Every record must be retyped as it stands.

───── DATA FOR PROCESSING ─────

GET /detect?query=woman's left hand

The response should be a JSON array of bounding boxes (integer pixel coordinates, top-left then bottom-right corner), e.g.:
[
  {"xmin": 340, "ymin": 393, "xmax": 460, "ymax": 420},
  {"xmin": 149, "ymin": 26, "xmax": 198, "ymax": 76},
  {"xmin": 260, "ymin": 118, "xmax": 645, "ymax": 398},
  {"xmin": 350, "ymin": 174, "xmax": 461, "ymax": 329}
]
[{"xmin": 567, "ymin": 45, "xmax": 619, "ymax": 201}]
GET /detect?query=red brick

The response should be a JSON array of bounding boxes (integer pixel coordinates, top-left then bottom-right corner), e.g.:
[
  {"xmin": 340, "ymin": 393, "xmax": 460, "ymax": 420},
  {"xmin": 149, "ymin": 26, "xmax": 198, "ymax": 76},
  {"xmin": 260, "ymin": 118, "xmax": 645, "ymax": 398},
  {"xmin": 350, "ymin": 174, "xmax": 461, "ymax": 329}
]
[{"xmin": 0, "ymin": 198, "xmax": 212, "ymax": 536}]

─────

→ **RESPONSE**
GET /detect?query=woman's left hand

The response should be a JSON array of bounding boxes (integer pixel coordinates, top-left then bottom-right corner), e.g.:
[
  {"xmin": 340, "ymin": 393, "xmax": 460, "ymax": 420},
  {"xmin": 149, "ymin": 26, "xmax": 198, "ymax": 76},
  {"xmin": 260, "ymin": 118, "xmax": 645, "ymax": 398},
  {"xmin": 350, "ymin": 174, "xmax": 461, "ymax": 329}
]
[{"xmin": 567, "ymin": 45, "xmax": 619, "ymax": 201}]
GET /detect?query=red brick

The response should be a JSON array of bounding boxes (integer pixel coordinates, top-left then bottom-right corner), e.g.:
[
  {"xmin": 340, "ymin": 393, "xmax": 460, "ymax": 420},
  {"xmin": 149, "ymin": 26, "xmax": 198, "ymax": 76},
  {"xmin": 260, "ymin": 118, "xmax": 645, "ymax": 398},
  {"xmin": 350, "ymin": 174, "xmax": 461, "ymax": 329}
]
[{"xmin": 0, "ymin": 198, "xmax": 212, "ymax": 536}]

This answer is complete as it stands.